(Natural-language object grounding data)
....

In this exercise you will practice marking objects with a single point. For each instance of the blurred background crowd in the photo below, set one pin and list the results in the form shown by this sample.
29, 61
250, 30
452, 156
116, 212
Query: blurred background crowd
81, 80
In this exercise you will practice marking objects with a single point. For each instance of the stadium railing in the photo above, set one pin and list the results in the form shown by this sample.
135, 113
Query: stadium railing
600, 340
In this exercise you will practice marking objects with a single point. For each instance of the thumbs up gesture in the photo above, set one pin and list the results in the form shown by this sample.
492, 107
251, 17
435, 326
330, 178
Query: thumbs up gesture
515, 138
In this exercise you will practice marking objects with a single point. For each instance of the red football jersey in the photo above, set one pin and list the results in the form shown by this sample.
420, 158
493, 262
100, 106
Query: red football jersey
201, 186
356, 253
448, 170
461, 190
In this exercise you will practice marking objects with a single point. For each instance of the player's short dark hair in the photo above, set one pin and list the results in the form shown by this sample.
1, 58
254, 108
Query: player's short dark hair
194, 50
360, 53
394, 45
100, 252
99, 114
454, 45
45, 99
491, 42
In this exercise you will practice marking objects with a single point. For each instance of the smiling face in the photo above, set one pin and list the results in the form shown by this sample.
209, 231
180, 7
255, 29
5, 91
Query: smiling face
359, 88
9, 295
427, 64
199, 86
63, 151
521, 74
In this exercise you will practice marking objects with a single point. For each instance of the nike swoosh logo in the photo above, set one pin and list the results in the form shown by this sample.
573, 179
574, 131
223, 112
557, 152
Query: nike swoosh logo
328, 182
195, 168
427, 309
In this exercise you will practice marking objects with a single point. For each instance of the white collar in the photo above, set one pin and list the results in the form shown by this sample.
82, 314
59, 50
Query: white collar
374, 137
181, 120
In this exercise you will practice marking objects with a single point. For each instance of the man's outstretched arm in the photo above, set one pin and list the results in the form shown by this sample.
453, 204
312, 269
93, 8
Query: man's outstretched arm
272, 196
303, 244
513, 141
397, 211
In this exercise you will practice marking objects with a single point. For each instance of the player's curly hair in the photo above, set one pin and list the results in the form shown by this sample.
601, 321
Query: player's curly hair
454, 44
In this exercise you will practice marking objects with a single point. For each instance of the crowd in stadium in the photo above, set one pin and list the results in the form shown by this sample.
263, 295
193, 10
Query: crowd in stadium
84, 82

....

PROMPT
The expected response reproduces all of the data precisely.

YOUR SOLUTION
In this exercise you will practice marking objects with a single point. For each instance of the blurred background crowd in the photo below, set one pin and list the results in the form shown by this sample.
29, 61
250, 30
452, 156
116, 212
Query: blurred background crowd
81, 80
In this exercise you will practice marking objects with a single point. For each instance of the stadium railing in the photo above, set one pin and list the results in the form shown by this sample.
135, 113
Query: stadium railing
600, 340
In this exercise you will practice marking objects with a single point. For each instance of the thumbs up gesture in the photo above, set one pin and list the results in the form shown by this sample.
492, 107
251, 17
435, 326
330, 178
Query: thumbs up gesture
515, 138
In this exercise you will practice marking objects with a single point. For each instance of the red football jersey in the photo above, set one pin and list the results in the form shown by this sample.
420, 158
493, 262
100, 106
Query: red football jersey
201, 186
356, 253
448, 170
461, 190
In this exercise you will practice marking objects with a single point. For each instance of the player's short dark hair in the photo above, set one pin and list the results in the form shown by this sample.
1, 58
254, 108
Query: player's short dark hair
194, 50
360, 53
394, 45
100, 252
99, 114
454, 45
45, 99
491, 42
In this exercise you will practice marking objects with a single point. For each instance of the smiling face in the photo above, set one pin and list the results in the form shown by this sample.
209, 231
180, 7
255, 29
5, 91
Query: smiling face
359, 88
9, 295
427, 64
199, 86
63, 151
521, 74
In this exercise you will practice marking objects with a single point. For each instance of the nike swoosh logo in the photo above, set one pin and list the results in the form shown by this sample.
573, 179
574, 131
223, 112
557, 152
Query: nike swoosh logo
328, 182
195, 168
427, 309
In this exercise you will practice marking objects with a single point. For each instance of the white collar in the photo above, set one pin and list the results in the form shown by this sample.
82, 314
59, 50
Query: white collar
374, 137
181, 120
In this exercise you will practice marking objects with a single point. For each instance of the man's outstretched arm in the photo above, set one pin and list the results in the form shown by this sample.
453, 204
312, 269
93, 8
Query: man's outstretched arm
272, 196
303, 244
513, 141
397, 211
In this exercise you will practice marking objects with a single point. For each instance of the player's curly hair in the photo above, set one pin and list the results in the form shown by this sample.
601, 321
Query: player's curly hair
454, 44
In this exercise you will practice marking objects with a single point. For each instance of the crowd in stadium in the photo above, set one pin and list the results in the form shown by this sample.
263, 295
193, 10
Query: crowd in stadium
84, 82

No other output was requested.